__WHAT YOU NEED TO DO__
Which of the lines in the data mention the string "river"? List them all.

===== DATA =====

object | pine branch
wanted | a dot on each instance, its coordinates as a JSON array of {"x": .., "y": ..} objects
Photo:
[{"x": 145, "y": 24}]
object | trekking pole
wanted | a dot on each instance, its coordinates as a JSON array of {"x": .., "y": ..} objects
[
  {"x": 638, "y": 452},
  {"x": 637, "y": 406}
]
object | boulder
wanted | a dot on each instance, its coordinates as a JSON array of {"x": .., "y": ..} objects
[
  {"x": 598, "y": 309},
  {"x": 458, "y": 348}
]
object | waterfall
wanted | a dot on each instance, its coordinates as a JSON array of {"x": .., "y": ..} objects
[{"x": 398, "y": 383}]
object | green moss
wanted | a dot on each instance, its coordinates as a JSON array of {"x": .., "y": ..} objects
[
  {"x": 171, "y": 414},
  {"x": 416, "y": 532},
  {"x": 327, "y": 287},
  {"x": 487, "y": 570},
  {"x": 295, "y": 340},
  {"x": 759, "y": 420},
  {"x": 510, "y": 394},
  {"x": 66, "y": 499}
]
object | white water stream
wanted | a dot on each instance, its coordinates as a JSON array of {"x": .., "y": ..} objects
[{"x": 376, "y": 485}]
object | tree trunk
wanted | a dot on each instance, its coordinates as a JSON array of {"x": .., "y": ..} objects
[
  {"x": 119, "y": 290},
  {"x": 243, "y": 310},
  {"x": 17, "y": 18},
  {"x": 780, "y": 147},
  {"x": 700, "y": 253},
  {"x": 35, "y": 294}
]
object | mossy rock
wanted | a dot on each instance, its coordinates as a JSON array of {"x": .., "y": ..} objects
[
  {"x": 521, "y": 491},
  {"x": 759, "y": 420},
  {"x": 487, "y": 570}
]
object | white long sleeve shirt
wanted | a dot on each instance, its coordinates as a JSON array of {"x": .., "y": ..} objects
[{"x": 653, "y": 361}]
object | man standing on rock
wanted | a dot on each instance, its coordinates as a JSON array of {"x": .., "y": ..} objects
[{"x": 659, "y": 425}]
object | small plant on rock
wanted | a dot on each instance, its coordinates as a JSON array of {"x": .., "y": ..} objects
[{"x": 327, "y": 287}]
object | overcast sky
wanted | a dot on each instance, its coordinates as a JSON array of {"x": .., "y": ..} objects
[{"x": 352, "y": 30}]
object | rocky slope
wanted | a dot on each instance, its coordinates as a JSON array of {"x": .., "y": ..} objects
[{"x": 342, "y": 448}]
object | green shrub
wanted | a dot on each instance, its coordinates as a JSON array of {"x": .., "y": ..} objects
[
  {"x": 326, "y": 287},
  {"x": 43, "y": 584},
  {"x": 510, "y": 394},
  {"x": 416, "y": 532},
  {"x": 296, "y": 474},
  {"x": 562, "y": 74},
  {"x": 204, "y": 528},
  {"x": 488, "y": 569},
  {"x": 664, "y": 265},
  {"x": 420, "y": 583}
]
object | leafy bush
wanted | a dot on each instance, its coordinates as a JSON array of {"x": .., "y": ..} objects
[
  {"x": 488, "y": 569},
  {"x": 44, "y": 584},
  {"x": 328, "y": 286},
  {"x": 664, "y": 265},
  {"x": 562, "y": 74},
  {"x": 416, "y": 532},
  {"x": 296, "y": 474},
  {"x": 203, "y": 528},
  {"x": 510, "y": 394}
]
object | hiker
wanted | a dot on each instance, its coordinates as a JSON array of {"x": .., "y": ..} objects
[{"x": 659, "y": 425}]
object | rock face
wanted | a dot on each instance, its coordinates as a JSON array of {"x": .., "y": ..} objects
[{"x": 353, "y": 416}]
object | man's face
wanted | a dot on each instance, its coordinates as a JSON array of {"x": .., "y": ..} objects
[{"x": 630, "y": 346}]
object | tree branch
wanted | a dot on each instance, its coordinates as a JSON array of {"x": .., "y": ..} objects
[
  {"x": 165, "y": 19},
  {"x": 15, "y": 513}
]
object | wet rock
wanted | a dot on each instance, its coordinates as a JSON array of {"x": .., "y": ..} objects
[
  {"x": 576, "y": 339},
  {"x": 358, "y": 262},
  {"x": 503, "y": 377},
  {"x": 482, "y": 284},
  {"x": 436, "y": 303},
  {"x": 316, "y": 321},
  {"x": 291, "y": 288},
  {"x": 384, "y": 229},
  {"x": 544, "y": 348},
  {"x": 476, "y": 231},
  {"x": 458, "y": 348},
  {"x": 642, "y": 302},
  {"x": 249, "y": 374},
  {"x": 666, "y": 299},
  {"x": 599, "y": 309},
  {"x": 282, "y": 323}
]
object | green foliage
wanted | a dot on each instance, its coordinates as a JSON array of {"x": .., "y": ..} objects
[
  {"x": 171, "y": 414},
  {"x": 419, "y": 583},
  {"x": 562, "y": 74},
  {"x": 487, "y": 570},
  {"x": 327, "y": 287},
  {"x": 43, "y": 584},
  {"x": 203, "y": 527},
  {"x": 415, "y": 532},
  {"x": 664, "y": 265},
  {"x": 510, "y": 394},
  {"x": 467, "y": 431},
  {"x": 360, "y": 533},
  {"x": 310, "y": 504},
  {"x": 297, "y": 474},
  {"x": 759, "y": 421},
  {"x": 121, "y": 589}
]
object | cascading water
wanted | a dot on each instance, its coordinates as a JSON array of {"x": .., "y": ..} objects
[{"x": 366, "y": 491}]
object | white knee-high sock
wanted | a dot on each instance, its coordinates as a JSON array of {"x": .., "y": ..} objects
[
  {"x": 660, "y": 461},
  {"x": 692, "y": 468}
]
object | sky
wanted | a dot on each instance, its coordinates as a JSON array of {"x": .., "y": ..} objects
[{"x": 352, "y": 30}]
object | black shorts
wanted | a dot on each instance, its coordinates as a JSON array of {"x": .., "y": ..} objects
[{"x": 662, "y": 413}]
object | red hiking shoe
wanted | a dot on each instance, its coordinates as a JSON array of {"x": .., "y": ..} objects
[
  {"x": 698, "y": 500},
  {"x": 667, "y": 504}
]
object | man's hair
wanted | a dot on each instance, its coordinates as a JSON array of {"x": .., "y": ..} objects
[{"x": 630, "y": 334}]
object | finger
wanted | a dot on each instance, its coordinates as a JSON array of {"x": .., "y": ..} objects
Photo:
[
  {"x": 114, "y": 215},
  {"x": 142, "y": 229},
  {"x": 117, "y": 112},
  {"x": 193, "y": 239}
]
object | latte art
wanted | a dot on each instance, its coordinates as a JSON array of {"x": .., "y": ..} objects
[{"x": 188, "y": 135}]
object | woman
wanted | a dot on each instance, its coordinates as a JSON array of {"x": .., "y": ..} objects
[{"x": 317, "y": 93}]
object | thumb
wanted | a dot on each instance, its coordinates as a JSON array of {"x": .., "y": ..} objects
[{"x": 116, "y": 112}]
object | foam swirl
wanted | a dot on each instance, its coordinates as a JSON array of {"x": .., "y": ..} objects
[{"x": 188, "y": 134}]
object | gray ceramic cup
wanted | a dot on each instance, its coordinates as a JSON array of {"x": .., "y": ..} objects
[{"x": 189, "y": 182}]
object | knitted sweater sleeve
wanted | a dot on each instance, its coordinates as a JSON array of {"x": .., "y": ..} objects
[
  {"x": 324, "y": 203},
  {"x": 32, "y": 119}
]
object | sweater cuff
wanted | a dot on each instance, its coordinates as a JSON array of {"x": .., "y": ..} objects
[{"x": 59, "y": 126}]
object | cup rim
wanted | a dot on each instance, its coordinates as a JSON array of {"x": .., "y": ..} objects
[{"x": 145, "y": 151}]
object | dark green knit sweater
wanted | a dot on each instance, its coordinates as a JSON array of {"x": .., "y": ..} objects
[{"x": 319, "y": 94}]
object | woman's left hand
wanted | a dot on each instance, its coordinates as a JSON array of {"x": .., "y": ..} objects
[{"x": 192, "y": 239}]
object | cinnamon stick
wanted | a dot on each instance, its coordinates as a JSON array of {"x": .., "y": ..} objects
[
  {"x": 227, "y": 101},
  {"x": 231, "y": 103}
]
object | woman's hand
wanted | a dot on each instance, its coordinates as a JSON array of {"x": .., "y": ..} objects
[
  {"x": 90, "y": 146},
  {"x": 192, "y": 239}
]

=====
===== DATA =====

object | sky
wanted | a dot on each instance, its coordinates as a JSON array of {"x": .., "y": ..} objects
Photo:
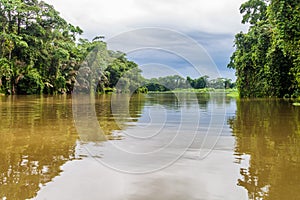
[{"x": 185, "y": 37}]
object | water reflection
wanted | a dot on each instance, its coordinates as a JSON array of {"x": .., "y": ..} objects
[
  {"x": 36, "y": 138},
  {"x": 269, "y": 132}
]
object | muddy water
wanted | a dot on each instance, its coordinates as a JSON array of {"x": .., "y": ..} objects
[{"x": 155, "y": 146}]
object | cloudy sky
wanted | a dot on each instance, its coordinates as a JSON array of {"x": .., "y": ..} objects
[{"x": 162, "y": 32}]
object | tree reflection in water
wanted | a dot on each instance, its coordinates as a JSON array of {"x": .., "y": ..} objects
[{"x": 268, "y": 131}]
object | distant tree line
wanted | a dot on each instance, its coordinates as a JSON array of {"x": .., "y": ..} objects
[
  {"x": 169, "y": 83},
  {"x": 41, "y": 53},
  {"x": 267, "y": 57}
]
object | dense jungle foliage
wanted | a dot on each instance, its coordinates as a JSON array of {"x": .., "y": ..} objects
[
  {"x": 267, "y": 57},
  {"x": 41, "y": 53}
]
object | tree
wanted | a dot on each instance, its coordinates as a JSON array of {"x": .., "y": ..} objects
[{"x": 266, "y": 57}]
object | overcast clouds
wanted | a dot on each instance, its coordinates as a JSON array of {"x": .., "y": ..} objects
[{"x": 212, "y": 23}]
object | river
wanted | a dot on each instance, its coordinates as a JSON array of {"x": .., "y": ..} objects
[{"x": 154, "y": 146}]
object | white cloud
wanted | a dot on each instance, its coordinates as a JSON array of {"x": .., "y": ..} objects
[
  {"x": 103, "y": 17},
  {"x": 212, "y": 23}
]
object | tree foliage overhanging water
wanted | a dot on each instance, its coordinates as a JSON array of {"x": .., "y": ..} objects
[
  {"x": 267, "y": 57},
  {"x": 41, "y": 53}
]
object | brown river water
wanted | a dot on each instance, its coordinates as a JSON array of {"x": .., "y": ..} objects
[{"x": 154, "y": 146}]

=====
===== DATA =====

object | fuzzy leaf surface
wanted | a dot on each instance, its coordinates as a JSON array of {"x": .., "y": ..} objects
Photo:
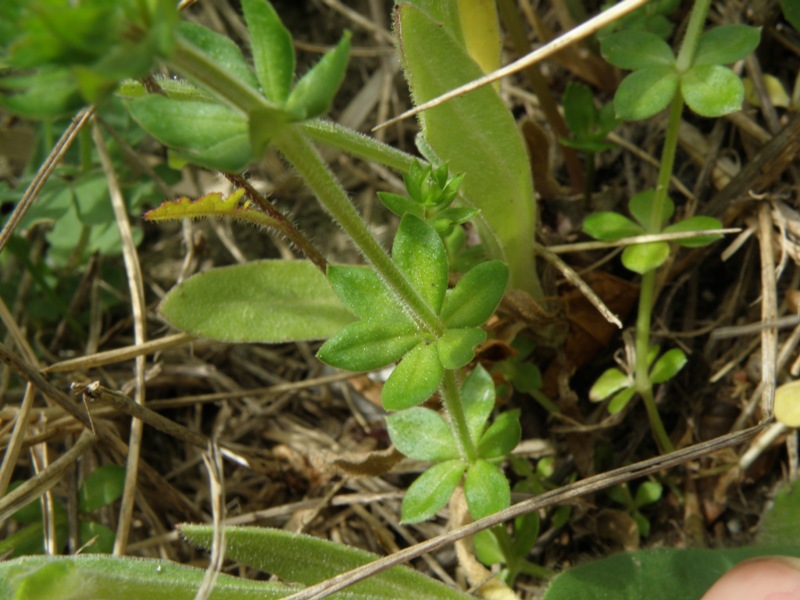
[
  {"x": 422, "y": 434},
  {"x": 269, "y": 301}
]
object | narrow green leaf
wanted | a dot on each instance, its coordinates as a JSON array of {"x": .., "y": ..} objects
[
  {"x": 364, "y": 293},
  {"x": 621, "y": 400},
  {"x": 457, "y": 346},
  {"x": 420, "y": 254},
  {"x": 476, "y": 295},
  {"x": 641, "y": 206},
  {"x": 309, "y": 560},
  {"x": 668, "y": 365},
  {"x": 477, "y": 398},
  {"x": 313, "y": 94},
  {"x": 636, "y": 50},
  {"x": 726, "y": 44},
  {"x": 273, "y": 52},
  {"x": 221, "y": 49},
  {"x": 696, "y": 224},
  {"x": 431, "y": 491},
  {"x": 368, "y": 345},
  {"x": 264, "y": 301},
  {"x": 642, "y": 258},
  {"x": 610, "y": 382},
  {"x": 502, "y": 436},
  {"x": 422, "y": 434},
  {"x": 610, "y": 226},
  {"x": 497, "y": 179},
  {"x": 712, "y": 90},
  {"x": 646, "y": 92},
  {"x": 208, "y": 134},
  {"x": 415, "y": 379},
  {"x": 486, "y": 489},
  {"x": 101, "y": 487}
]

=====

__YOUR RESPONSE__
object | river
object | brown river water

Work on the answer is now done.